(Kutipan Dokumen)
========================================

Skandal Penipuan Kripto Debiex: Modus Romantik yang Tipu Investor Hingga Rp40 Miliar
Platform trading kripto asal luar negeri, Debiex, menjadi sorotan setelah dihukum dan harus membayar denda sekitar Rp40 miliar ($2,5 juta) karena terlibat dalam skema penipuan berkedok investasi. Pengadilan Federal Arizona, Amerika Serikat, menjatuhkan putusan ini setelah perusahaan tersebut gagal merespons gugatan dari Komisi Perdagangan Berjangka Komoditas (CFTC).
Penipuan Kripto Debiex ini menggunakan modus “pig butchering,” sebuah taktik licik di mana pelaku membangun hubungan emosional dengan korban melalui media sosial, kemudian membujuk mereka untuk menyetorkan uang ke platform palsu.
Pada 13 Maret 2025, Hakim Douglas Rayes mengabulkan permintaan CFTC untuk putusan singkat perihal kasus ini. Debiex diperintahkan untuk mengembalikan dana senilai Rp33 miliar ($2,26 juta) yang dicuri dari para pelanggan serta membayar denda tambahan hampir Rp3,3 miliar ($221.500).
Hakim juga menegaskan bahwa ketidakhadiran Debiex dalam proses hukum tidak dapat dibenarkan, sehingga mereka tetap bertanggung jawab atas tindakan ilegalnya.

========================================

(Informasi yang Diberikan)
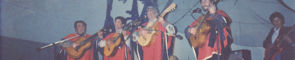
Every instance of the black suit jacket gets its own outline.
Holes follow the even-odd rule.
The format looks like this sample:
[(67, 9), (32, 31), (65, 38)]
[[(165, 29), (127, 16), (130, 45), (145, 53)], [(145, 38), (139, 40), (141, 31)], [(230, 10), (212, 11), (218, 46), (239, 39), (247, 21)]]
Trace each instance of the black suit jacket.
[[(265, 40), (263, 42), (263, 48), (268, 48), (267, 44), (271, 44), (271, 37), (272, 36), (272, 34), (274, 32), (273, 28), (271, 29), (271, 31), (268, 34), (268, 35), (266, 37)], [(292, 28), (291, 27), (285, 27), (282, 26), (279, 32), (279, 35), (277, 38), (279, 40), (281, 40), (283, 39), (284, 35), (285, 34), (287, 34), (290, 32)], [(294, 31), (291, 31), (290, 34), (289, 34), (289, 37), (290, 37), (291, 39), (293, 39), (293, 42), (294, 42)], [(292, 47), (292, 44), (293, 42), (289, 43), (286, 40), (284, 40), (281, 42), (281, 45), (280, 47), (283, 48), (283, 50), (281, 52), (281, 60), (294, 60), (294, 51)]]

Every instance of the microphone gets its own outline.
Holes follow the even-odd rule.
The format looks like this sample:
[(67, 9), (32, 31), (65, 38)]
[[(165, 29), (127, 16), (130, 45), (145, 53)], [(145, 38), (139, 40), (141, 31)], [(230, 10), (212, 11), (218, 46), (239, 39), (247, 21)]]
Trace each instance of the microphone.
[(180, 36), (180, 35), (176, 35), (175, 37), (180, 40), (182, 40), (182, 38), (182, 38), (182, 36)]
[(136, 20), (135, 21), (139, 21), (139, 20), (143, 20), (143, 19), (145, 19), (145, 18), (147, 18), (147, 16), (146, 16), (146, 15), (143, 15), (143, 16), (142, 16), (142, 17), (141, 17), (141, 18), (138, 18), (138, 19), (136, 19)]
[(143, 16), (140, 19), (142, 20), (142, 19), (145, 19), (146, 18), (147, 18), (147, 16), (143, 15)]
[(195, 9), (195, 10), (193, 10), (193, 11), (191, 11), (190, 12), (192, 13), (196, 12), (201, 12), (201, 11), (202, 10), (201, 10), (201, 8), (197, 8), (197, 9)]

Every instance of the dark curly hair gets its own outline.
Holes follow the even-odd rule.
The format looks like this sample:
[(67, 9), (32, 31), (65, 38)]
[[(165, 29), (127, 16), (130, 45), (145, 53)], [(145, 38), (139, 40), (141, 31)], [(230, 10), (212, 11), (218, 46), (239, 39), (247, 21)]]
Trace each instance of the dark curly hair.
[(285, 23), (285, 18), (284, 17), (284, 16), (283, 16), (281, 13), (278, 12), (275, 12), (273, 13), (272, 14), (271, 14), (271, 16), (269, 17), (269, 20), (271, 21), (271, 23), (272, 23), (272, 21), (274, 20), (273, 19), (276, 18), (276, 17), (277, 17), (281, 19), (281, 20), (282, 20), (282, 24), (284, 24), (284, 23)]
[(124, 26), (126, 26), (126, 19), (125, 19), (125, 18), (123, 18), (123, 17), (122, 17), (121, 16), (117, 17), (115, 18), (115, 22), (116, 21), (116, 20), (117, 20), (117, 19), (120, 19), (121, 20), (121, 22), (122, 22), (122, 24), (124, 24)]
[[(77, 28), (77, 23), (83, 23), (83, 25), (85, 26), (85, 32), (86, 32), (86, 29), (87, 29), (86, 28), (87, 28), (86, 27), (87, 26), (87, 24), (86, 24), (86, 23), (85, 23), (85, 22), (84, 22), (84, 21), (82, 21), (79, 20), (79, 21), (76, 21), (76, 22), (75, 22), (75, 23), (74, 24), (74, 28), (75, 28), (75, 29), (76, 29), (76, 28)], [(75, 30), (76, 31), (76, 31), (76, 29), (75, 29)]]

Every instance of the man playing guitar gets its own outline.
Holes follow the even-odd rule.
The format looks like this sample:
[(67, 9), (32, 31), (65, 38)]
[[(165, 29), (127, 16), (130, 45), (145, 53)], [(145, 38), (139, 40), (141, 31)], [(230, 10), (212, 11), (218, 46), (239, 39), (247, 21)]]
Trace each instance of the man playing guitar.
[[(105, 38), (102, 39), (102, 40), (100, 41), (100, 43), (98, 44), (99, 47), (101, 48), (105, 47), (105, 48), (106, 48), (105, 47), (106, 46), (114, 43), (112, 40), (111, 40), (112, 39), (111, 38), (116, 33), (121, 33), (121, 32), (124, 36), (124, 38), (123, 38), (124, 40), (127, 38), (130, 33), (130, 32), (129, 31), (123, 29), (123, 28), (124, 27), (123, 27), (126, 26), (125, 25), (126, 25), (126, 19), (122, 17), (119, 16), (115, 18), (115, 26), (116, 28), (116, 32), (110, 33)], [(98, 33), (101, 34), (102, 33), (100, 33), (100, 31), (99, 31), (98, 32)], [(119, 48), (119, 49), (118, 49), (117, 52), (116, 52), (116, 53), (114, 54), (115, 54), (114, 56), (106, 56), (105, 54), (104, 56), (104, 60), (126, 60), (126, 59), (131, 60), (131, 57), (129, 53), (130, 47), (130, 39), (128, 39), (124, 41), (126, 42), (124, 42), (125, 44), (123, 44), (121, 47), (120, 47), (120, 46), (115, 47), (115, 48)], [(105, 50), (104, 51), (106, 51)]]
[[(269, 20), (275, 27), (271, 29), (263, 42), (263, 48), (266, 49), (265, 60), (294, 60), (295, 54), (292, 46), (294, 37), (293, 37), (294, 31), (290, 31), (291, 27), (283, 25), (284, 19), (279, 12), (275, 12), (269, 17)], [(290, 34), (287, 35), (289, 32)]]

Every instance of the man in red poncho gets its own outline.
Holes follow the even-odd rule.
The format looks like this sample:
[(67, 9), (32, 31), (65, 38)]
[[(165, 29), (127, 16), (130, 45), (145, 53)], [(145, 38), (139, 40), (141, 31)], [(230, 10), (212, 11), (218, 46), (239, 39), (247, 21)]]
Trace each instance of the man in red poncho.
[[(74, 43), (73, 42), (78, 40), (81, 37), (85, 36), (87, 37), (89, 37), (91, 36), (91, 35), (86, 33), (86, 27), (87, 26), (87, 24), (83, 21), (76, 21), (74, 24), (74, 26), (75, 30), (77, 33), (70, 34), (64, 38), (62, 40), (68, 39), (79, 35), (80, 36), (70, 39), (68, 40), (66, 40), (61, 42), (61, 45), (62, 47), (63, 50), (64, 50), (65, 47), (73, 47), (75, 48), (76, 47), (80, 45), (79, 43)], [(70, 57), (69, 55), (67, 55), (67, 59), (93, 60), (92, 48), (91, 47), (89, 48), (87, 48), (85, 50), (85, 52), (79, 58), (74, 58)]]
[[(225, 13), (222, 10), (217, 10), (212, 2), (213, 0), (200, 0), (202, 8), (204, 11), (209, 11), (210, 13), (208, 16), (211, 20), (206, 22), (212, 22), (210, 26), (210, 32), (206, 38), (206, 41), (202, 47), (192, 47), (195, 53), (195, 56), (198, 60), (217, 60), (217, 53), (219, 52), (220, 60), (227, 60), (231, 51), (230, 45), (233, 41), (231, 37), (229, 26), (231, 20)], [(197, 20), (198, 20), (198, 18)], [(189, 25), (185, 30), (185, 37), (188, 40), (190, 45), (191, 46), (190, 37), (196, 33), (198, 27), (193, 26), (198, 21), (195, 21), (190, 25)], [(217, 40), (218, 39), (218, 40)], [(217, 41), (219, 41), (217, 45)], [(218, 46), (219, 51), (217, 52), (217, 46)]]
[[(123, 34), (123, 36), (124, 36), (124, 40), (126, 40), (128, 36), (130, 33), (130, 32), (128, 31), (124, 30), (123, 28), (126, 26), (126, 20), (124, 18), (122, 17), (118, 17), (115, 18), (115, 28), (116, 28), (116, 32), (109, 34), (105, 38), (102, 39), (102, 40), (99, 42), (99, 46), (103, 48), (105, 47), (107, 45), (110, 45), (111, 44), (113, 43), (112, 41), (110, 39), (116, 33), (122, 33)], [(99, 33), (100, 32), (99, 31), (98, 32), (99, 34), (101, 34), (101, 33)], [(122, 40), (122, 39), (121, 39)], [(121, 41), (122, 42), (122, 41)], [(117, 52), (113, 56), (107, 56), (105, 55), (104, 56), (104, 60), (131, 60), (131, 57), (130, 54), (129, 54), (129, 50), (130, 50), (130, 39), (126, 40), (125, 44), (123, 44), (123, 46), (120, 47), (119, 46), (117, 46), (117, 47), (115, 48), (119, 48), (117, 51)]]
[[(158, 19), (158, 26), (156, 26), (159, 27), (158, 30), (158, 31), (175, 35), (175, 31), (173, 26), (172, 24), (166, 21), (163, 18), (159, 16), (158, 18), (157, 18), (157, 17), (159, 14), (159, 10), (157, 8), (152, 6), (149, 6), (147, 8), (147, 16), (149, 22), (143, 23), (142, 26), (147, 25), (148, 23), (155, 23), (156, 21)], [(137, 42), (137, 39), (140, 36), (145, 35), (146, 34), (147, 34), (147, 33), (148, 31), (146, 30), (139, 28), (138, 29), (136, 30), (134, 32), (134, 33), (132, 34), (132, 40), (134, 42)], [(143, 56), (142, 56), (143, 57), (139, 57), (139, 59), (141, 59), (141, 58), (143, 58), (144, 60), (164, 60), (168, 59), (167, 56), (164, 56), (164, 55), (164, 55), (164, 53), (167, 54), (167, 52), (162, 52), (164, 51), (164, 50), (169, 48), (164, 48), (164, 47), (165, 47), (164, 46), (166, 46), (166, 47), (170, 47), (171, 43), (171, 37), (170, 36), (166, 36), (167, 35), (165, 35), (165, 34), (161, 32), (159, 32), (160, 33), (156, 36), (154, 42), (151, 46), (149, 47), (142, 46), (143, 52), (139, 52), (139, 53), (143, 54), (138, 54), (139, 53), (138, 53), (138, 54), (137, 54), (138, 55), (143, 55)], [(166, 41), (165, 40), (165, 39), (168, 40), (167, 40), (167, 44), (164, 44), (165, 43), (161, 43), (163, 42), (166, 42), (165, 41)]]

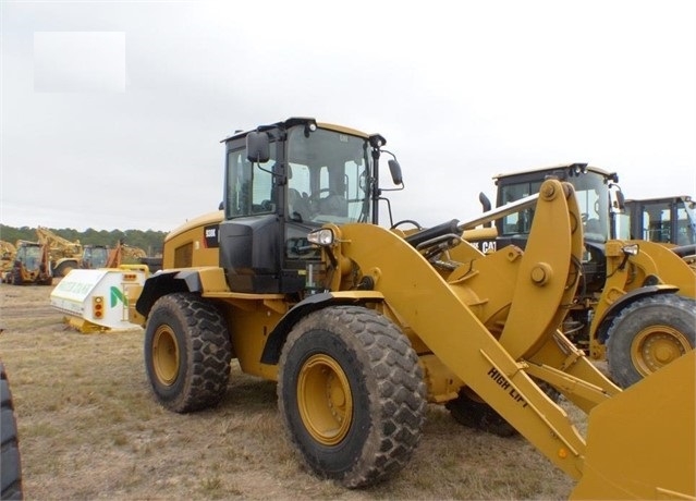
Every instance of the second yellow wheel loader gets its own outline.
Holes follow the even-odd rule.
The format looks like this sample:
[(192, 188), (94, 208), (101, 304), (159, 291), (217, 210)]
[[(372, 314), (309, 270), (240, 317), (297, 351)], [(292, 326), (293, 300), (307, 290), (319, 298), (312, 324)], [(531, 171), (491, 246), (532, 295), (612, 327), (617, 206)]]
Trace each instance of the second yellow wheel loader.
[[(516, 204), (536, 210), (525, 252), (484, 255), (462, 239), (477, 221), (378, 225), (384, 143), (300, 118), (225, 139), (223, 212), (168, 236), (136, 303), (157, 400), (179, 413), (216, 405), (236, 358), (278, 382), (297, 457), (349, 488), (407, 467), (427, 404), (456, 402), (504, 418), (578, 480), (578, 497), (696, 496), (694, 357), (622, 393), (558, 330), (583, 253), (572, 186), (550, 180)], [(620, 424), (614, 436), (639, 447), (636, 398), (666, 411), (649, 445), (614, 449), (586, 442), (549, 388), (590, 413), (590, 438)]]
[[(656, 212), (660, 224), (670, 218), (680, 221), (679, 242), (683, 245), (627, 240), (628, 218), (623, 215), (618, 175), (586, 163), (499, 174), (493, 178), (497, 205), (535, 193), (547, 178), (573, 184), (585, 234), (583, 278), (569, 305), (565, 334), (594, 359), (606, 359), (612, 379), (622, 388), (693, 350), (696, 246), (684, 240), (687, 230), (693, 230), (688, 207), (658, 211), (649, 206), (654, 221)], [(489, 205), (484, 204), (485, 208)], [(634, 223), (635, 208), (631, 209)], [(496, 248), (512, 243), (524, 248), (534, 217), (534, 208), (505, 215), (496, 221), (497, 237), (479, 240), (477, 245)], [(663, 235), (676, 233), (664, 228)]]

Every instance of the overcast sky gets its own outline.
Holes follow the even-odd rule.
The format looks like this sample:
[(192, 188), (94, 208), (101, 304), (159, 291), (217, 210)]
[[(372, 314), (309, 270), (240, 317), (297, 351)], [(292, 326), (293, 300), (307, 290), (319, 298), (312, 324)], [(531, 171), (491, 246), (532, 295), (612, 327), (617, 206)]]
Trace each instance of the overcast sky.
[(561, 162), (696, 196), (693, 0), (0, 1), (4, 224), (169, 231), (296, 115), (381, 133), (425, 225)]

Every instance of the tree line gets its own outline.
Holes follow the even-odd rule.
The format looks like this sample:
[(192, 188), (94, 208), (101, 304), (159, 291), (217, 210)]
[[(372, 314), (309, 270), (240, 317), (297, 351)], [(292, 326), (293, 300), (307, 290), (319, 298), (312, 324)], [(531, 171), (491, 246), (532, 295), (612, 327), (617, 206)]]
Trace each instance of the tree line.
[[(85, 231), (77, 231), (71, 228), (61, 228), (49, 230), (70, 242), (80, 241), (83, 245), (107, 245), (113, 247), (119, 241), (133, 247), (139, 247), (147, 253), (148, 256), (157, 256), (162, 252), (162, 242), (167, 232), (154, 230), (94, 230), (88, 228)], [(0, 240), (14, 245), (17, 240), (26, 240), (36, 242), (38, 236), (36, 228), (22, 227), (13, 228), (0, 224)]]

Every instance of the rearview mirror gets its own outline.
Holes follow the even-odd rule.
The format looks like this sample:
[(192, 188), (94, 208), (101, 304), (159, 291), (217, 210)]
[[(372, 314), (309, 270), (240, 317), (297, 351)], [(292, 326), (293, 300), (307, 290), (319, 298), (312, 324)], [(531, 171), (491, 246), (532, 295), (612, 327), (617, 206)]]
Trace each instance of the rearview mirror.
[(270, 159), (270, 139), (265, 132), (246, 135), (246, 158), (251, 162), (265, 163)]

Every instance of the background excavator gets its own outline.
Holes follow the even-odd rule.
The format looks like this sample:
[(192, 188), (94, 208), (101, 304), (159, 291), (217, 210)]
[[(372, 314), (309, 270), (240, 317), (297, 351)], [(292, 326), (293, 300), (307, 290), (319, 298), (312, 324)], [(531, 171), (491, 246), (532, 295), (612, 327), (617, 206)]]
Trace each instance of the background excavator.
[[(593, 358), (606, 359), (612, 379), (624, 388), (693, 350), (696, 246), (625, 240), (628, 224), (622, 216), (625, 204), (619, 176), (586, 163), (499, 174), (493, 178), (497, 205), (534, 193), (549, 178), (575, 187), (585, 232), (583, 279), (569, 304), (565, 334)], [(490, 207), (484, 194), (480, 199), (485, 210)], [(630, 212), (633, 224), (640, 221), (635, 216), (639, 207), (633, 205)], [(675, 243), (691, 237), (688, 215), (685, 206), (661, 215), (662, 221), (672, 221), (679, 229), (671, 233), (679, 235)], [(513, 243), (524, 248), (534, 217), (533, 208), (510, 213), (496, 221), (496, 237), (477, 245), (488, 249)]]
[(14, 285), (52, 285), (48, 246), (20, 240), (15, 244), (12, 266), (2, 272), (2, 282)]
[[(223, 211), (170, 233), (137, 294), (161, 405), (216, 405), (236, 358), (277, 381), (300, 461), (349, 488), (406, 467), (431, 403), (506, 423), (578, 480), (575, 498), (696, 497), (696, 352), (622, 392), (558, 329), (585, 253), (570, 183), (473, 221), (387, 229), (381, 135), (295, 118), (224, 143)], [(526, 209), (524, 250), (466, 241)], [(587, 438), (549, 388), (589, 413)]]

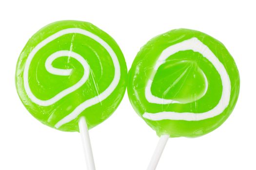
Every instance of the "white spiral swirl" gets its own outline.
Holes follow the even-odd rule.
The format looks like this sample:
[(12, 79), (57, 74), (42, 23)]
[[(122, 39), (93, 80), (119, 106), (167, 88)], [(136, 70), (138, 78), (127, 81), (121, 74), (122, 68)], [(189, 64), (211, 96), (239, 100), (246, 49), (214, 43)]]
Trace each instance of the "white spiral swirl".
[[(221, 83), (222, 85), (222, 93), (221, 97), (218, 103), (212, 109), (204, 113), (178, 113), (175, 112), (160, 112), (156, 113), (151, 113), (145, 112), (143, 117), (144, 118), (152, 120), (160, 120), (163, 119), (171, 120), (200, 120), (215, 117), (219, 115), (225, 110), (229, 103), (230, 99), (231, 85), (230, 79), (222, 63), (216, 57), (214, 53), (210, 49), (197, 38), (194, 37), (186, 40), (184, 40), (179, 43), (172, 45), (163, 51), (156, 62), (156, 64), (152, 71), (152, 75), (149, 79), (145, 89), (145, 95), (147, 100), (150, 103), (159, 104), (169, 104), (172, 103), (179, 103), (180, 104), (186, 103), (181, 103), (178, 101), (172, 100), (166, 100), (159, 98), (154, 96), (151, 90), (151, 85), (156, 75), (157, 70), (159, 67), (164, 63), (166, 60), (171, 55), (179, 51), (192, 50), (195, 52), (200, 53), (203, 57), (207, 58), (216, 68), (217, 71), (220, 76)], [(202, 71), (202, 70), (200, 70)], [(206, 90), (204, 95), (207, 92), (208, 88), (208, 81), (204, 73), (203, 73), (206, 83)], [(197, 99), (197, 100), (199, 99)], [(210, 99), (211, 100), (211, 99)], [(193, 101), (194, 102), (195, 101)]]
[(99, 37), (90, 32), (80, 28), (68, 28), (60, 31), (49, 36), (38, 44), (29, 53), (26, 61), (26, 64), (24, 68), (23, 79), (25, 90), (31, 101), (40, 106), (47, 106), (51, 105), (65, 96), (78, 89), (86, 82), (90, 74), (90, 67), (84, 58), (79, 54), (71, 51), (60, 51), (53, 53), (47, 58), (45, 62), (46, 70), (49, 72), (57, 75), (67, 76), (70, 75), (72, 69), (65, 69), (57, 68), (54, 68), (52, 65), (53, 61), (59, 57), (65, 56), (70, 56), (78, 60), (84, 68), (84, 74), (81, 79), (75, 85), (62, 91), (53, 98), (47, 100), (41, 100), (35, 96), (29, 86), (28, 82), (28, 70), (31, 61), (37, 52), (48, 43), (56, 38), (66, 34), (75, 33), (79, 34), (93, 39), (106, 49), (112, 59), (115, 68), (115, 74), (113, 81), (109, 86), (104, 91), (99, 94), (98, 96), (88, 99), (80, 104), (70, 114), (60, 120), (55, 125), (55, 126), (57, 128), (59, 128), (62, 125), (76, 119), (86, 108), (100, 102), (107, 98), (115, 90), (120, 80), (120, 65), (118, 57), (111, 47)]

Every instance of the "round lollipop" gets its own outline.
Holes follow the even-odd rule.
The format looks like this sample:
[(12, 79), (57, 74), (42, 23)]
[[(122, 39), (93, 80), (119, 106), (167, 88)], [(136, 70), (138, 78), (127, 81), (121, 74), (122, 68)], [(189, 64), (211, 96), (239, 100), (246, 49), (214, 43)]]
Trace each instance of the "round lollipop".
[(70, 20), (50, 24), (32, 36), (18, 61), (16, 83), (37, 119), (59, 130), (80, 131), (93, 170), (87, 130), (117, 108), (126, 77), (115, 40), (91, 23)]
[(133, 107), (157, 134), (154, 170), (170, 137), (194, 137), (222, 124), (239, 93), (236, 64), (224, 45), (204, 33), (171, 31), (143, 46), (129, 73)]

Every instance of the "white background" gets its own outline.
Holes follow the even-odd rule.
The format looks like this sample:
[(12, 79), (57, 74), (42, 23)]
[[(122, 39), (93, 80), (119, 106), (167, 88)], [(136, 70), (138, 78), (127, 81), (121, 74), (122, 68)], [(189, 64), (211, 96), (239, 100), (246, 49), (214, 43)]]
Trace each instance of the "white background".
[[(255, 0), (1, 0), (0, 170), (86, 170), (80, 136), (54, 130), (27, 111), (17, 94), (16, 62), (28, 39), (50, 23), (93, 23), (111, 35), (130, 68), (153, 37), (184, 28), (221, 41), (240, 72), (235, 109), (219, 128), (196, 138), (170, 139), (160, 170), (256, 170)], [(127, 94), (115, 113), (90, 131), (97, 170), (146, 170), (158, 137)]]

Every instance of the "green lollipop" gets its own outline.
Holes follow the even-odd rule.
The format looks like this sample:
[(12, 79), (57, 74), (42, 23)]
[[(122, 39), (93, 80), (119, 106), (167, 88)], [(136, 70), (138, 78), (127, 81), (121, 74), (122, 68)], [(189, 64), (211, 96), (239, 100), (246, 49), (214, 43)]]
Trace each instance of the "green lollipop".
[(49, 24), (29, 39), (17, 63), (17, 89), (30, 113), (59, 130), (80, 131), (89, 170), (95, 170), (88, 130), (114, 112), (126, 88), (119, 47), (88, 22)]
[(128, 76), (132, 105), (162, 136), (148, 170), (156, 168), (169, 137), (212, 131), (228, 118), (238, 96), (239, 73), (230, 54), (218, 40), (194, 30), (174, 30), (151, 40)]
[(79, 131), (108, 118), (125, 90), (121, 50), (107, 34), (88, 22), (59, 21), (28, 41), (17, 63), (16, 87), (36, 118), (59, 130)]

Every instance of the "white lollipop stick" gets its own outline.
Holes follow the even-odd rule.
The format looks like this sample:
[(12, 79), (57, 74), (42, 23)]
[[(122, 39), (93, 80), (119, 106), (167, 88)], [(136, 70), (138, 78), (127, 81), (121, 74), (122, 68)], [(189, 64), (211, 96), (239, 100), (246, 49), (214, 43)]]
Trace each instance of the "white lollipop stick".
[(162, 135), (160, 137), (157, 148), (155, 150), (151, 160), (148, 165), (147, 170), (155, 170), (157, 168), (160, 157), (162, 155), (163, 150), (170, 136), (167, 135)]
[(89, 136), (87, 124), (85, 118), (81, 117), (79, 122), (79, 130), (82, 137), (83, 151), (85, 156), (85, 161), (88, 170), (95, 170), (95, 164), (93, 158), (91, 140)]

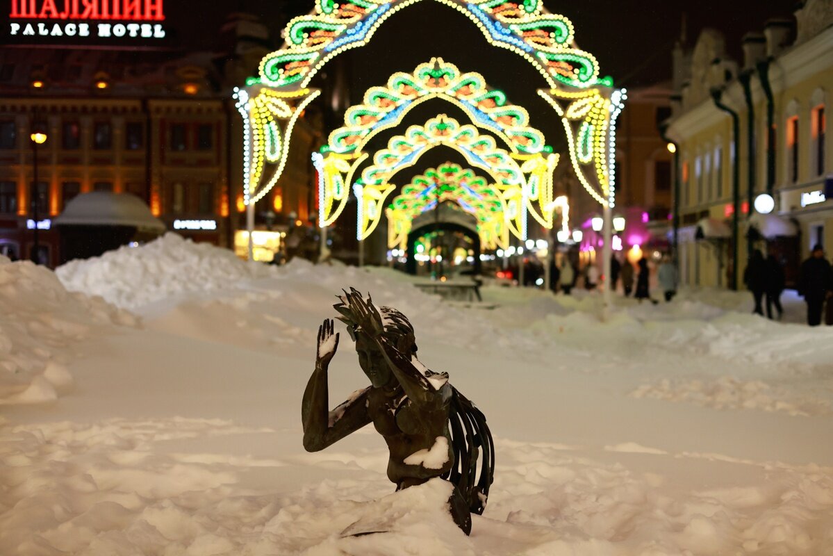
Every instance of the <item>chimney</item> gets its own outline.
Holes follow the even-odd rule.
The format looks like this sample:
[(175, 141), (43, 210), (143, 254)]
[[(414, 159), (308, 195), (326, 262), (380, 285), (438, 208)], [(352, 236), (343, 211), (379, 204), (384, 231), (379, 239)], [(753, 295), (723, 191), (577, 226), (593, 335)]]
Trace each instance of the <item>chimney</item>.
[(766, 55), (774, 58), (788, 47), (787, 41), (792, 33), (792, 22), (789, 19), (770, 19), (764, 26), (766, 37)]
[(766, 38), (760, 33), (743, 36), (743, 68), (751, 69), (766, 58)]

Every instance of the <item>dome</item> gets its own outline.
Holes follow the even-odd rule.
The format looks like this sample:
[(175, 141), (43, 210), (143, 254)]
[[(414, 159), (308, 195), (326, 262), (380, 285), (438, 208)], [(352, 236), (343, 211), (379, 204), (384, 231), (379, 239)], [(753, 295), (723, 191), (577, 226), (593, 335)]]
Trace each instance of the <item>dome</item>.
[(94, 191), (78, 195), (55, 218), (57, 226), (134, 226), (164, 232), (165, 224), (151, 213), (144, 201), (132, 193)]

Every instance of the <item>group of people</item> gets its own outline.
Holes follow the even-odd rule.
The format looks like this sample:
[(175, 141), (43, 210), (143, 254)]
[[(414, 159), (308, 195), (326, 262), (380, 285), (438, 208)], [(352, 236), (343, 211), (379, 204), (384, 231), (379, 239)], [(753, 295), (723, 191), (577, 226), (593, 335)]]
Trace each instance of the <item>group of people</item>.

========================================

(Tujuan Tugas)
(1) Tulis ulang tanpa perubahan bagian artikel tentang penipuan kripto Debiex mulai dari "Skandal Penipuan Kripto" hingga "Berjangka Komoditas (CFTC).".
(2) Menurut artikel tentang penipuan kripto Debiex, pada tanggal berapa Hakim Douglas Rayes mengabulkan permintaan CFTC untuk putusan singkat?

(Jawaban Benar)
(1)
Skandal Penipuan Kripto Debiex: Modus Romantik yang Tipu Investor Hingga Rp40 Miliar
Platform trading kripto asal luar negeri, Debiex, menjadi sorotan setelah dihukum dan harus membayar denda sekitar Rp40 miliar ($2,5 juta) karena terlibat dalam skema penipuan berkedok investasi. Pengadilan Federal Arizona, Amerika Serikat, menjatuhkan putusan ini setelah perusahaan tersebut gagal merespons gugatan dari Komisi Perdagangan Berjangka Komoditas (CFTC).

(2) Pada 13 Maret 2025.